◆ **PASSAGE**
━━━━━━━━━━━━━━━━━━━━━━━━━━━━━━
Transparence et liberté de presse : Versus respect du secret de l’enquête et de l’instruction au Sénégal

Transparence et liberté de presse : Versus respect du secret de l’enquête et de l’instruction au Sénégal

Comment faire respecter le secret de l’enquête et de l’instruction au Sénégal, face à la liberté de presse, le droit à l’information et l’exigence de transparence de la part de l’opinion publique ?

« Ce que Monsieur X ou Madame Y, a dit aux enquêteurs… » voilà le genre de titre qui captive les citoyens sur les dossiers politico-judiciaires ou plutôt judiciaires politisés.
Force est de reconnaitre que de 2012 à 2025 les procès-verbaux des enquêtes judiciaires se retrouvent souvent sur la place publique et font l’objet de plusieurs débats entrainant souvent des invectives, des manifestations et même de la violence. Nous sommes à l’ère des réseaux sociaux, des conférences ou points de presse des procureurs et des avocats de défense. Ces derniers veulent à tout prix convaincre l’opinion pour démontrer avant le procès le respect des procédures et la garantie d’une justice équitable non partisane.

Alors qu’avant toutes les informations judiciaires étaient disponibles au grand Public que pendant les procès. Quel sens y a-t-il à autoriser des comptes rendus d’audience en temps réel, nécessairement partiels, et à interdire un compte-rendu enregistré exhaustif et objectif ?
A l’heure de la reddition des comptes dans un contexte de rupture promise par le régime actuel, il est important de rappeler que le secret de l’enquête et de l’instruction est un principe indispensable pour garantir l’efficacité et l’équité de la procédure judiciaire tout en protégeant la présomption d’innocence des personnes mises en cause et la vie privée des victimes.
Le secret de l’investigation et de l’instruction, tel que garanti par la loi, est un secret qui protège à la fois les justiciables et les magistrats, tout au long de la procédure judiciaire. Mais c’est un secret qui doit également composer avec d’autres secrets protégés par le législateur dans la recherche d’un équilibre entre plusieurs impératifs constitutifs d’une société démocratique.
Du point de vue interne, il s’agit des parties concernées et revient à interroger le principe du contradictoire. Du point de vue externe, il désigne la non-publicité de l’enquête et de l’instruction à l’égard des tiers. C’est principalement sur ce second aspect que la sauvegarde du secret poursuit des objectifs étroitement liés à la confiance que peut avoir une partie au procès dans la justice, et par extension tout citoyen en tant que justiciable potentiel .
Ce secret de l’enquête et de l’instruction n’est ni général ni absolu. Il fonctionne sur un mode binaire où seules les personnes concourant formellement à la procédure y sont soumises, les autres en étant dégagées, sauf à respecter les règles plus générales de secret professionnel auxquelles elles peuvent, du fait de leur statut, être astreintes (comme, par exemple, les avocats).
━━━━━━━━━━━━━━━━━━━━━━━━━━━━━━
◆ **EXTRAIT DE DONNÉES**

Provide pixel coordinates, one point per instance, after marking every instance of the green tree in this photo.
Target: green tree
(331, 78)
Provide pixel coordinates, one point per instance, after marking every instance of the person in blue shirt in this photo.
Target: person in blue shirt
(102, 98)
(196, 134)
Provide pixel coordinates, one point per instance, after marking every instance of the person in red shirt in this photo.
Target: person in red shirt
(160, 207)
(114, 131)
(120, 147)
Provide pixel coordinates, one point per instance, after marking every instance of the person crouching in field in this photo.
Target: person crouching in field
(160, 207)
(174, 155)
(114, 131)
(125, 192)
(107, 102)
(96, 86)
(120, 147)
━━━━━━━━━━━━━━━━━━━━━━━━━━━━━━
◆ **ACTIONS REQUISES**
(A) D'après le passage sur le secret de l'enquête au Sénégal, quelles personnes sont soumises à ce secret ?
(B) Rédigez la suite du passage sur le secret de l'enquête et de l'instruction au Sénégal, à partir de sa dernière phrase.
Ces données proviennent d'une source distincte du passage.

◆ **RÉPONSES PAR TÂCHE**
(A) Seules les personnes concourant formellement à la procédure y sont soumises.

(B)
Durant cette phase de recueil des éléments à charge et à décharge, il importe de favoriser la manifestation de la vérité, d’éviter la disparition des preuves et de préserver la sincérité des témoignages et la sécurité des protagonistes, et cela dans l’intérêt de chacun : mis en examen, victime, témoin, accusation, mais aussi dans l’intérêt général.
Enfin, le secret dans l’investigation permet la sérénité de la justice et la protection de la présomption d’innocence de ceux qui pourraient être livrés en pâture à l’opinion publique avant même que leur responsabilité pénale ne soit définitivement établie.
La conservation du secret de l’enquête et de l’instruction protège l’ensemble des acteurs tout au long de la procédure pénale, et est intrinsèquement liée à la confiance de nos concitoyens dans la Justice.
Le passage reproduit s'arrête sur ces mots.